> 本文抜粋
▽
本日発表された全てCopilot+ PCは、QualcommのSnapdragon X EliteもしくはX Plusを搭載する「Arm」アーキテクチャに対応するものだが、x86アーキテクチャの雄であるIntelはこれに対抗し、x86アーキテクチャによるCopilot+ PCを実現する、次世代モバイル・プロセッサー「Lunar Lake」こと、Core Ultra 200Vプロセッサの新たな情報を明らかにすると共に、今年後半に対応PCが登場する事を発表した。
Lunar Lake: 電力効率とAIに焦点を当てた新アーキテクチャ
Intelは昨年秋にLunar Lakeをデモして以来、高効率のモバイル・プロセッサーであることをアピールしてきた。実際、時代は省電力かつ高性能のPCを求めており、その流れはAppleシリコン「Mチップ」によるMacBookが作ったと言っても過言ではない。
その先陣を切るのがQualcommだが、少し遅れてIntelもLunar Lakeでこの流れに乗る。これはIntelにとって2番目のメインストリーム向けタイル型CPUであり、IntelとしてはMeteor Lakeを反復的に改良する形で、新しいCPUとGPUのアーキテクチャを投入する。
△
> 元データ
▽
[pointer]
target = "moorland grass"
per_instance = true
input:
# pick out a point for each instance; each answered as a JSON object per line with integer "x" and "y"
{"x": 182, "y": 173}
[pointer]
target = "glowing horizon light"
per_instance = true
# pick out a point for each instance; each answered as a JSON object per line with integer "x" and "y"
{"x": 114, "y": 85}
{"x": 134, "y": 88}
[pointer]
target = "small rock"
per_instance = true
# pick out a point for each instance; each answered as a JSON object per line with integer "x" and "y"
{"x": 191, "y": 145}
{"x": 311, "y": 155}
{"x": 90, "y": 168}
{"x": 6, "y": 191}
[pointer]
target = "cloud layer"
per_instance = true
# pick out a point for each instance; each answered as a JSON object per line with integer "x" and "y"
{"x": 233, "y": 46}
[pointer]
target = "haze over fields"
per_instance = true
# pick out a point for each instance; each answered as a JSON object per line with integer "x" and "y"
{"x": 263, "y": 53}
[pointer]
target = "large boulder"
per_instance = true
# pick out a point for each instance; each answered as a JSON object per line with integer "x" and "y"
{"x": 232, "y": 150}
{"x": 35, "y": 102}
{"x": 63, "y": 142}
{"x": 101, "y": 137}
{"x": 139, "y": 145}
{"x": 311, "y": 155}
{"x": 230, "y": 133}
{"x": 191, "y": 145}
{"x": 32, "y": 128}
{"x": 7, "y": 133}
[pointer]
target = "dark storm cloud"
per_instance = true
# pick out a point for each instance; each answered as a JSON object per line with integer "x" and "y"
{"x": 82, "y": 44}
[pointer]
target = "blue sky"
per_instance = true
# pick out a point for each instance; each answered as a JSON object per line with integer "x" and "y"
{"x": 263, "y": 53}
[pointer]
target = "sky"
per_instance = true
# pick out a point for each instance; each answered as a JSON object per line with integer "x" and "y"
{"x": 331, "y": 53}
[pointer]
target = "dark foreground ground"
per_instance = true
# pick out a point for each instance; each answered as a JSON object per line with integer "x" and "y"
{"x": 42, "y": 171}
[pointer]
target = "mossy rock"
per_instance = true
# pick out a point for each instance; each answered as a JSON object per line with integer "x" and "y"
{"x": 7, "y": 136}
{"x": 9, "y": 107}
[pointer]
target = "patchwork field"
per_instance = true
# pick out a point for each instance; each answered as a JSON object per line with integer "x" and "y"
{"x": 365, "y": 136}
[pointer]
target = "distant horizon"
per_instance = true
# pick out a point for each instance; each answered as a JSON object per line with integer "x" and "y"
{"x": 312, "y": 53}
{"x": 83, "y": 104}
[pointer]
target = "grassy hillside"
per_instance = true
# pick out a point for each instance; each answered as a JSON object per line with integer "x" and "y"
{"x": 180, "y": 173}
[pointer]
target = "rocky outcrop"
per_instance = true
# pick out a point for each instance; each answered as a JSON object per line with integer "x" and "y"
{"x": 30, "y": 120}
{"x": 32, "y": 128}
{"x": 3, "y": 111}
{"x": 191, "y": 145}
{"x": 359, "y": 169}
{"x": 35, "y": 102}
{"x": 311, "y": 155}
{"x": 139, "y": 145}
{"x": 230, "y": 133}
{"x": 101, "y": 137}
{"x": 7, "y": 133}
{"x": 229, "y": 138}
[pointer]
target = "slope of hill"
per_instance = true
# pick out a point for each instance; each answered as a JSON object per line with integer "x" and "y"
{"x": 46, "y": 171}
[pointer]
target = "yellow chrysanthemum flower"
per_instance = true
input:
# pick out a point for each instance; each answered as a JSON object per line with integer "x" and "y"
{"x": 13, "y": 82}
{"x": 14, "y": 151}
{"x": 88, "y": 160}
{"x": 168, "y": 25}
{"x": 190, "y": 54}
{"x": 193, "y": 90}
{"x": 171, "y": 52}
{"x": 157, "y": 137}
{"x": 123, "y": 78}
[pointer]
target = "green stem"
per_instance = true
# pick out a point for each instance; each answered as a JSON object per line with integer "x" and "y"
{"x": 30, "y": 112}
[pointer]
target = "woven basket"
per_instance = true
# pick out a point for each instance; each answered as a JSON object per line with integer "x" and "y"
△
> 小問 A
本文抜粋によると、IntelがCore Ultra 200Vプロセッサの新情報を明らかにしたのは何に対抗するためか。本文抜粋に書かれている範囲で説明せよ。
> 小問 B
本文抜粋では、Lunar LakeはIntelにとって何番目のメインストリーム向けタイル型CPUとされているか。

> 解答例 A
本日発表されたCopilot+ PCがすべて、QualcommのSnapdragon X EliteかX Plusを搭載するArmアーキテクチャ対応のものだったからだ。x86アーキテクチャの雄であるIntelはこれに対抗し、x86アーキテクチャによるCopilot+ PCを実現するLunar Lakeの新情報を明らかにした。

> 解答例 B
2番目です。